* _WHAT YOU ARE ASKED TO DO_
Can you reproduce all of the entries below line for line, with no character changed?

##### DATA PROVIDED #####

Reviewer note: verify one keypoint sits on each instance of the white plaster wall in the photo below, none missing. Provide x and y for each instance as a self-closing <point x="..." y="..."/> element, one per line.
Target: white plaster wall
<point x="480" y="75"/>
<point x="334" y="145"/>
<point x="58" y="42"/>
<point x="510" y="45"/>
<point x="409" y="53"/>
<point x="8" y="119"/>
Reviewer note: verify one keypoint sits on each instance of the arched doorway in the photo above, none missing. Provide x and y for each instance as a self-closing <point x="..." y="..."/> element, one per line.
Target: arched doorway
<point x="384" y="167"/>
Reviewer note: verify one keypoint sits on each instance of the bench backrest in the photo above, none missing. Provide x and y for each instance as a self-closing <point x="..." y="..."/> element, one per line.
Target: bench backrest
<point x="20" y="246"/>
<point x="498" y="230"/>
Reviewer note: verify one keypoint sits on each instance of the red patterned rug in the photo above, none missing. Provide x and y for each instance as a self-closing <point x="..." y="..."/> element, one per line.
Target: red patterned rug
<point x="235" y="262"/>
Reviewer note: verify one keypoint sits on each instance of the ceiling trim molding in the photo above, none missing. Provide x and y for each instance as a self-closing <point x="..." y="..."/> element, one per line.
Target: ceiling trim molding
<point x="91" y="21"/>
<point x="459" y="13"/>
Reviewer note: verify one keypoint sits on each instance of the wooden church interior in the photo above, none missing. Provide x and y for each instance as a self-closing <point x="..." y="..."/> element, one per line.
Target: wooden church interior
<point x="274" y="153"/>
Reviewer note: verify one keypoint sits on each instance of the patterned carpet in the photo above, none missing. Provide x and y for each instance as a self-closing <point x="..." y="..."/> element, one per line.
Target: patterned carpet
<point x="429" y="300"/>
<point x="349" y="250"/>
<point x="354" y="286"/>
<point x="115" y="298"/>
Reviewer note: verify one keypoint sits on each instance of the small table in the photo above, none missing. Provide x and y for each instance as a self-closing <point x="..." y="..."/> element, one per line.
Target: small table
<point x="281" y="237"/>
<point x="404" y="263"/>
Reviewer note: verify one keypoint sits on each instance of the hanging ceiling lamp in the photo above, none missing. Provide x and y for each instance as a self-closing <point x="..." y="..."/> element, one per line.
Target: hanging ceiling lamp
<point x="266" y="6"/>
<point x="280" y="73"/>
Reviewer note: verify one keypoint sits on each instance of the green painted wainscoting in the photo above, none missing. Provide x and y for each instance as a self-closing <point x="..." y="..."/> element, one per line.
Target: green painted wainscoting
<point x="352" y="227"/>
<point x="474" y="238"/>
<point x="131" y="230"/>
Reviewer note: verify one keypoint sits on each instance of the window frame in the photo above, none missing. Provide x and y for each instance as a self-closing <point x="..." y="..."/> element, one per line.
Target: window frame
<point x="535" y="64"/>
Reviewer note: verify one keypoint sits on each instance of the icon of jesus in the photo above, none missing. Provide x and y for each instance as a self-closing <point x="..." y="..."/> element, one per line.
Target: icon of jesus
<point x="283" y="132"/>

#####

* _THE RESPONSE_
Reviewer note: verify one keypoint sits on each instance of the white plaster wall in the photo below, none missing. Provide x and y for each instance as a self-closing <point x="..." y="..."/> element, one per line.
Target: white plaster wall
<point x="480" y="75"/>
<point x="334" y="145"/>
<point x="58" y="42"/>
<point x="510" y="45"/>
<point x="409" y="53"/>
<point x="8" y="119"/>
Reviewer note: verify one keypoint sits on each instance of the arched doorway in the photo above, none missing. Provide x and y for each instance as a self-closing <point x="..." y="..."/> element, one per line.
Target: arched doorway
<point x="384" y="167"/>
Reviewer note: verify one keypoint sits on each instance of the bench backrest in the photo above, none missing. Provide x and y for each instance as a self-closing <point x="..." y="..."/> element, one per line.
Target: bench backrest
<point x="20" y="246"/>
<point x="498" y="230"/>
Reviewer note: verify one keypoint sits on each instance of the red patterned rug in the photo above, none missing. Provide x and y for each instance as a self-closing <point x="..." y="..."/> element, one per line.
Target: red patterned rug
<point x="235" y="262"/>
Reviewer note: verify one keypoint sits on each instance of the ceiling trim molding in the photo above, none missing. Provide x and y for each instance as a self-closing <point x="..." y="..."/> element, one per line.
Target: ceiling trim molding
<point x="91" y="21"/>
<point x="459" y="13"/>
Reviewer note: verify one keypoint sits on each instance of the wooden church interior in the photo above, none missing. Provide x and y for each instance as a self-closing <point x="..." y="..."/> element, one per line.
Target: wooden church interior
<point x="274" y="153"/>
Reviewer note: verify one keypoint sits on each instance of the patterned carpet in the photo above, none missing. Provide x and y for each instance as a self-closing <point x="..." y="..."/> element, one per line.
Target: patterned carpet
<point x="429" y="300"/>
<point x="349" y="250"/>
<point x="354" y="286"/>
<point x="115" y="298"/>
Reviewer note: verify one keypoint sits on each instance of the small table in the photo above, none missing. Provide x and y for each instance as a self-closing <point x="..." y="..."/> element, one per line.
Target: small table
<point x="281" y="237"/>
<point x="404" y="263"/>
Reviewer note: verify one keypoint sits on each instance of the hanging ceiling lamp in the photo above, none missing. Provide x and y for each instance as a self-closing <point x="..." y="..."/> element, one per line.
Target: hanging ceiling lamp
<point x="266" y="6"/>
<point x="280" y="73"/>
Reviewer note: verify one keypoint sits on each instance of the green painted wainscoting in the photo above, none missing. Provide x and y for each instance as a self-closing <point x="..." y="..."/> element, one per line.
Target: green painted wainscoting
<point x="352" y="227"/>
<point x="474" y="238"/>
<point x="131" y="230"/>
Reviewer note: verify one keypoint sits on each instance of the window frame in the photo above, none missing. Provide x and y for each instance as a self-closing <point x="..." y="..."/> element, one per line.
Target: window frame
<point x="535" y="64"/>
Reviewer note: verify one keypoint sits on each instance of the icon of jesus in the photo above, none missing. Provide x and y for each instance as a self-closing <point x="..." y="..."/> element, one per line.
Target: icon of jesus
<point x="283" y="132"/>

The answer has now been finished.